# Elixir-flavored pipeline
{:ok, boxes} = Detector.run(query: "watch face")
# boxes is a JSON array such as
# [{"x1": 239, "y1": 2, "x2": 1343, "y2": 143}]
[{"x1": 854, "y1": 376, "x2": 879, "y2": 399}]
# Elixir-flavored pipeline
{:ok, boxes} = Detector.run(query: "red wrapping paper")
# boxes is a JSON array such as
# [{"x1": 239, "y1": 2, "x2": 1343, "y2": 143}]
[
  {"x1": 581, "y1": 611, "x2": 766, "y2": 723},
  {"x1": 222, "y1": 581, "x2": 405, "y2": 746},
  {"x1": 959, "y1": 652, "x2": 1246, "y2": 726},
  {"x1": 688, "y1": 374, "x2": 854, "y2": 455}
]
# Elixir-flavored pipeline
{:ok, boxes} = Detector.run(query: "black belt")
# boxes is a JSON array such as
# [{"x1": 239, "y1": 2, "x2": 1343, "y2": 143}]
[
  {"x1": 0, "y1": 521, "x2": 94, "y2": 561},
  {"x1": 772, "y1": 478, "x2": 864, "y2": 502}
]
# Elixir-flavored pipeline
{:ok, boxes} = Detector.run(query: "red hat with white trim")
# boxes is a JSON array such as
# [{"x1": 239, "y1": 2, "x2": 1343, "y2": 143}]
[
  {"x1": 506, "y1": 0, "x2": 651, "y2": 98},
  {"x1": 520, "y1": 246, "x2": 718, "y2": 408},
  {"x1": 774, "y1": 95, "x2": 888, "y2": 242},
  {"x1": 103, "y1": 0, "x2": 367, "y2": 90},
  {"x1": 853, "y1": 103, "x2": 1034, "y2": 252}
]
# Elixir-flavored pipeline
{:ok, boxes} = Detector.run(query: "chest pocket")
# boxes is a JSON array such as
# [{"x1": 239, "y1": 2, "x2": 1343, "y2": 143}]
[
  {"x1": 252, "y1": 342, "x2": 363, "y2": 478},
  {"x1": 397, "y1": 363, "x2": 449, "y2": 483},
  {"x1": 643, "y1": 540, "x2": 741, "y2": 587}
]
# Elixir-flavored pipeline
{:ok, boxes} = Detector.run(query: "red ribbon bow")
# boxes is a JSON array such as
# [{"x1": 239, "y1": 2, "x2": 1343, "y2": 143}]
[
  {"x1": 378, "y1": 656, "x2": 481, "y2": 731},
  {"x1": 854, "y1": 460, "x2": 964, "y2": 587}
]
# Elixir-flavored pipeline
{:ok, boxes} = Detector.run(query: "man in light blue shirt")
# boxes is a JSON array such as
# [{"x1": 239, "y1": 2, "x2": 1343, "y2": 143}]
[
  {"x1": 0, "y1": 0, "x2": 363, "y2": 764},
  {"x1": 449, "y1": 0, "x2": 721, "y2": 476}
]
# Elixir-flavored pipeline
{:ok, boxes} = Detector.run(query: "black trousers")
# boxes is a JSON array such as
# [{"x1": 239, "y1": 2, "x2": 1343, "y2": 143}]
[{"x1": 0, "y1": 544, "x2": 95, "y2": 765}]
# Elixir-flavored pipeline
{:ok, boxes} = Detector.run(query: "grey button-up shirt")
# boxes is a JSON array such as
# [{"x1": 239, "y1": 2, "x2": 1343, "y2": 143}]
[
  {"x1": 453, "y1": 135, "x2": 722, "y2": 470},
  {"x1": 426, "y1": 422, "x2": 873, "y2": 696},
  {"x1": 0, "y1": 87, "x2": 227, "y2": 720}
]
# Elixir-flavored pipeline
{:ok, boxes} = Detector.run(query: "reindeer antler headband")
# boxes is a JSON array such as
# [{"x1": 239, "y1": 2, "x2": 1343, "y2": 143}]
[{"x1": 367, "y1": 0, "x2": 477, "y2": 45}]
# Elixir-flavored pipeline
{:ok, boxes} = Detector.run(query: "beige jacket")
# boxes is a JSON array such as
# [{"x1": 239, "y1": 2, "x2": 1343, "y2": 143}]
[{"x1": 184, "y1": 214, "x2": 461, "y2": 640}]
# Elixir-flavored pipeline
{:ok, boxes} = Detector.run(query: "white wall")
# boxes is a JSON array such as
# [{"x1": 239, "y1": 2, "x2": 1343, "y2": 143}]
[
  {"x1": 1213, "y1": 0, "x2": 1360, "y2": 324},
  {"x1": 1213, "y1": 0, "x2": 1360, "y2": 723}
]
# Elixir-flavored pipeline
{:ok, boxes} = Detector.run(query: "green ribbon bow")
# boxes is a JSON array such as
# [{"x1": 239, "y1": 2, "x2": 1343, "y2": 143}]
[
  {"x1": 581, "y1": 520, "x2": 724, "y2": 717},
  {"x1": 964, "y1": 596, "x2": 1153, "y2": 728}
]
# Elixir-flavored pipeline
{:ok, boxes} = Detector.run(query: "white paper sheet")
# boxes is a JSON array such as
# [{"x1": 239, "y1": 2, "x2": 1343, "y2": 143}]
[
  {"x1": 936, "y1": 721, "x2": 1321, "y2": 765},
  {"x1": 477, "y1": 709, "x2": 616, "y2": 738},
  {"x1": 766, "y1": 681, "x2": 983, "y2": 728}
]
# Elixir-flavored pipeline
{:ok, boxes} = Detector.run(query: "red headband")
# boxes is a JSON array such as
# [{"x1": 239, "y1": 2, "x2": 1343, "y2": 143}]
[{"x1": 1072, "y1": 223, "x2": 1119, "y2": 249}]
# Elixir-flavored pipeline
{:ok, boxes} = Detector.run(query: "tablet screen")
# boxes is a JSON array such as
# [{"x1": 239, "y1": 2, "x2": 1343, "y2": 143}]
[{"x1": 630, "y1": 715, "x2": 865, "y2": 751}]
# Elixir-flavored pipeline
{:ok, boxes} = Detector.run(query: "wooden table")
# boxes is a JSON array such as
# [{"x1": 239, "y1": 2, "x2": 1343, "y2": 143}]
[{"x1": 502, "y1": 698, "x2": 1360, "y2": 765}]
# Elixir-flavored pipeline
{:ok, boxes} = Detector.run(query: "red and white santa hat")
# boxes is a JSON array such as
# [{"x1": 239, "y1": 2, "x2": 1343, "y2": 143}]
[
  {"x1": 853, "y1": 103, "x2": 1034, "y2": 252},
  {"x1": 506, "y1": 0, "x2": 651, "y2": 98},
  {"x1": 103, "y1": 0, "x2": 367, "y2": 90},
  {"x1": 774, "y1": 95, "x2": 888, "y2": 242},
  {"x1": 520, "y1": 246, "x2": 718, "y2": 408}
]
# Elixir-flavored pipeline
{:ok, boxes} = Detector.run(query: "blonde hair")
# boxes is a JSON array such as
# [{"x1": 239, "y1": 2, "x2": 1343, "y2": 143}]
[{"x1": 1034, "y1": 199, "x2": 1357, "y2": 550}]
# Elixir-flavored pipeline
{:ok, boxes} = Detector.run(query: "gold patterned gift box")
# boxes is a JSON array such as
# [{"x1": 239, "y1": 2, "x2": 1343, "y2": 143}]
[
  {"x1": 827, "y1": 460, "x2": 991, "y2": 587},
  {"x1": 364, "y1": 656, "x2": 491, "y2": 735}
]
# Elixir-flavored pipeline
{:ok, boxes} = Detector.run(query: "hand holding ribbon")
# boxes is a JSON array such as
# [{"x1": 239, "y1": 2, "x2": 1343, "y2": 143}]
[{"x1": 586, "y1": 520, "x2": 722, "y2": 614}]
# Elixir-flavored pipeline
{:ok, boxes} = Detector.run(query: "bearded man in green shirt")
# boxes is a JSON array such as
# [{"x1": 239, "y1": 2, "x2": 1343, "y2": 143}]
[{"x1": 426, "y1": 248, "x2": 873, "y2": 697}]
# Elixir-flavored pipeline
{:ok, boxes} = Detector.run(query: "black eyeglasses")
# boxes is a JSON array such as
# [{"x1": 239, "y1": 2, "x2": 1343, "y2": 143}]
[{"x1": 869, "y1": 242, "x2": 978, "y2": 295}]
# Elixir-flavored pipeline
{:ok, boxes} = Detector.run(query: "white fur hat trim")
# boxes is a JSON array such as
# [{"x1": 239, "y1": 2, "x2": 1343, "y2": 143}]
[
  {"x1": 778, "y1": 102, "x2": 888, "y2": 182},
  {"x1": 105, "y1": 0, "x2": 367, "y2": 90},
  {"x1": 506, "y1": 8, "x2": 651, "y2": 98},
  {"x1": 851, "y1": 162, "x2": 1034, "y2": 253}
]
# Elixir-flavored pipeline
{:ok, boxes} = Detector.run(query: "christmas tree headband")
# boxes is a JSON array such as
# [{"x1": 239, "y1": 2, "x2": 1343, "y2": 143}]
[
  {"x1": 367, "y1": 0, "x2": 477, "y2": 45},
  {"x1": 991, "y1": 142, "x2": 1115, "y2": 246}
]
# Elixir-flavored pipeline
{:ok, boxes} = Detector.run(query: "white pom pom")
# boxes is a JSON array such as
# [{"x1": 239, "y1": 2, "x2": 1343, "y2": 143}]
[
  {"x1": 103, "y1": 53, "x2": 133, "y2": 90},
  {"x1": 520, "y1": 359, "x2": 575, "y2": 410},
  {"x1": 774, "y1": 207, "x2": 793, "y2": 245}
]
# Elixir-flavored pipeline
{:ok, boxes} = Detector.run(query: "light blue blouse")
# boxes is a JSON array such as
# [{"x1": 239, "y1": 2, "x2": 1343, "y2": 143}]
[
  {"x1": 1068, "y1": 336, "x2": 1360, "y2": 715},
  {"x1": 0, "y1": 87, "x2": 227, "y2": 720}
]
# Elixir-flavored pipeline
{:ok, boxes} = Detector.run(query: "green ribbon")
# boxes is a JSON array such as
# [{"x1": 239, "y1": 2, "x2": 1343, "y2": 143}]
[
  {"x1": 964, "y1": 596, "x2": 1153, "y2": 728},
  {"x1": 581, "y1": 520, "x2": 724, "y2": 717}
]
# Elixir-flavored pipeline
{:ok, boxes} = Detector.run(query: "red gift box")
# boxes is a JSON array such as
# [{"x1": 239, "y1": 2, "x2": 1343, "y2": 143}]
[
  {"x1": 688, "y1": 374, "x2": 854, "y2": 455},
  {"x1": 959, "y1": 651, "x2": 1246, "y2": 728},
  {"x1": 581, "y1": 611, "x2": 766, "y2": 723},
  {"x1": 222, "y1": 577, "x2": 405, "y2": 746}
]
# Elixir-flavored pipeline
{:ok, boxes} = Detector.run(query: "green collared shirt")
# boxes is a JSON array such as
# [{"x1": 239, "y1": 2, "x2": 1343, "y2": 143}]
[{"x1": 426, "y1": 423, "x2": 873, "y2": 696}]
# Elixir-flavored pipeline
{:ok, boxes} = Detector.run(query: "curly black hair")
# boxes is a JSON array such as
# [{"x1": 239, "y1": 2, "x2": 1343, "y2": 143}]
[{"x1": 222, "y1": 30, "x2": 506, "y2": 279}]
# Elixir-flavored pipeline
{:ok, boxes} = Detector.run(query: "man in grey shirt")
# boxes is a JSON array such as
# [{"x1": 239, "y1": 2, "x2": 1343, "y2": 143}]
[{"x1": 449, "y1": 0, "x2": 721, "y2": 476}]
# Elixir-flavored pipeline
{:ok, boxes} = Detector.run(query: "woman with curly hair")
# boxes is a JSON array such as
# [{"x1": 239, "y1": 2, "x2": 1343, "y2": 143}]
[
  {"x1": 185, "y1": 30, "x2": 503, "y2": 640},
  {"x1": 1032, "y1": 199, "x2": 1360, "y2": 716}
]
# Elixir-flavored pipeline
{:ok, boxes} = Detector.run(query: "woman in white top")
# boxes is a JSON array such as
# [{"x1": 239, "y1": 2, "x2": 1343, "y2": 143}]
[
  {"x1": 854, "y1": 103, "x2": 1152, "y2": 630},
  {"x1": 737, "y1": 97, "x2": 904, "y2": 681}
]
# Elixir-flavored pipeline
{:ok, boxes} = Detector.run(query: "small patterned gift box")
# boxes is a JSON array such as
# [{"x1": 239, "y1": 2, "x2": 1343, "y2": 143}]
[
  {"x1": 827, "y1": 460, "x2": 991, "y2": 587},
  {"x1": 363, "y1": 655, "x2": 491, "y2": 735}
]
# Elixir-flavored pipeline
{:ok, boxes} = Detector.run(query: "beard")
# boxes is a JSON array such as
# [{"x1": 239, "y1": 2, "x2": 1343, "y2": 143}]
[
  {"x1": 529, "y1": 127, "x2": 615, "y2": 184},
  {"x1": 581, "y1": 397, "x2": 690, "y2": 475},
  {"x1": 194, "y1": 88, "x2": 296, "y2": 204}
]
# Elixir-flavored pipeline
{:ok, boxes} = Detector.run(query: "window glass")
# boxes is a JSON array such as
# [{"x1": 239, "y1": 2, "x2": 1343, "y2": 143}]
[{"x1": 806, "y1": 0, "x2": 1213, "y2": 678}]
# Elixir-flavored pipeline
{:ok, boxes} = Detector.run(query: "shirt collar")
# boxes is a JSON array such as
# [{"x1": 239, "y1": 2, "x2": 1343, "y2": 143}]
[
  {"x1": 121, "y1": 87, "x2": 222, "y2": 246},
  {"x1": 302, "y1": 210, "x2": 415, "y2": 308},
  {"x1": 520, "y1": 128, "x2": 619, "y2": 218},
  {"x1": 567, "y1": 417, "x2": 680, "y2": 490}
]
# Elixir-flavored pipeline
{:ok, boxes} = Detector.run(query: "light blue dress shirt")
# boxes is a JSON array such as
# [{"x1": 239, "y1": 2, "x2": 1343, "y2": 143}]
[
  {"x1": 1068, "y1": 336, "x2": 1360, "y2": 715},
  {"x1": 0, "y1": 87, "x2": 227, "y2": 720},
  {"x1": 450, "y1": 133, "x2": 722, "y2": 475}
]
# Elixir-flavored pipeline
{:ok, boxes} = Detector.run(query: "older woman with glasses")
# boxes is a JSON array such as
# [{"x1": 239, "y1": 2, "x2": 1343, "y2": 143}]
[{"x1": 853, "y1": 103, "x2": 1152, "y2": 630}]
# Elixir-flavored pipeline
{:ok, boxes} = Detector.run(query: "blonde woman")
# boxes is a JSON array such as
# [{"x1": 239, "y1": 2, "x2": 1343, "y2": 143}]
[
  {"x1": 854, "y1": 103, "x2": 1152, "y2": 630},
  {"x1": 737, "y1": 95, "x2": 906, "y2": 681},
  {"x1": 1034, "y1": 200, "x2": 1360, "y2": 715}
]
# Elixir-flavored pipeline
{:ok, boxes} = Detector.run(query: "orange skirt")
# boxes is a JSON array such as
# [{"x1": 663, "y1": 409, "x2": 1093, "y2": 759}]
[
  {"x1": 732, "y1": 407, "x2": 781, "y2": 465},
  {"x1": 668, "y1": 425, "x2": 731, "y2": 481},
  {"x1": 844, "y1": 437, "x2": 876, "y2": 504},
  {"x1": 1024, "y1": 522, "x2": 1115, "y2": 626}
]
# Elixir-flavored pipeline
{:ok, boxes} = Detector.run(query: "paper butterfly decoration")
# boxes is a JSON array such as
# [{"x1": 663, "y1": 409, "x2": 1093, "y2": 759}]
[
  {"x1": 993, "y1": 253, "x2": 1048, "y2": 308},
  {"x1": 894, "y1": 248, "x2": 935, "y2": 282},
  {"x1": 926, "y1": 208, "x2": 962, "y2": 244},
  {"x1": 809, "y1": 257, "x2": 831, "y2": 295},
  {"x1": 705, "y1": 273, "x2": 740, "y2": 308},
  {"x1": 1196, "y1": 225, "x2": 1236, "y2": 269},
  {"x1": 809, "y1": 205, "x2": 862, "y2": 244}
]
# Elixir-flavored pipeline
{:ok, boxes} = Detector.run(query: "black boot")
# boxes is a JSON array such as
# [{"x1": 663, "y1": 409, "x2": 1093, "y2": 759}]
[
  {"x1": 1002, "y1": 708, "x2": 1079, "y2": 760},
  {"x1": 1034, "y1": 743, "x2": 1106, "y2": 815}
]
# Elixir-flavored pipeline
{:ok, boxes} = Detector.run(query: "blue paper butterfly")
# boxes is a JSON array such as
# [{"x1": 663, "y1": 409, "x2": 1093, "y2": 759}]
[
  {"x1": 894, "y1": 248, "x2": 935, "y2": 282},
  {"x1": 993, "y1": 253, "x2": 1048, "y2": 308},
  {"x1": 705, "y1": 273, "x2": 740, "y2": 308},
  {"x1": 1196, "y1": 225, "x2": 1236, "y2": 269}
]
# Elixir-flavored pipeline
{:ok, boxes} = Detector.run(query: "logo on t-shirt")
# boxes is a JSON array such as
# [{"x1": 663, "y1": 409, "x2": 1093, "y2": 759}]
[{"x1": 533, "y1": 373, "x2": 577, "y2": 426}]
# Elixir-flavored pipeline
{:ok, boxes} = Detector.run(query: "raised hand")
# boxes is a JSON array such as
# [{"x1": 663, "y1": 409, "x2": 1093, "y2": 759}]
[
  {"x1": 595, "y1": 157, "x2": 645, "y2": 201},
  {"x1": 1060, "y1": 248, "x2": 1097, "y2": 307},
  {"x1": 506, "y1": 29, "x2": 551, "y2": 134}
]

Given instruction » Find each line in the listing above that contains the string "with" and copy those lines out. Case counts.

Answer to this problem »
{:ok, boxes} = Detector.run(query: "red hat with white trim")
{:ok, boxes} = Detector.run(query: "woman with curly hair")
{:ok, boxes} = Detector.run(query: "older woman with glasses")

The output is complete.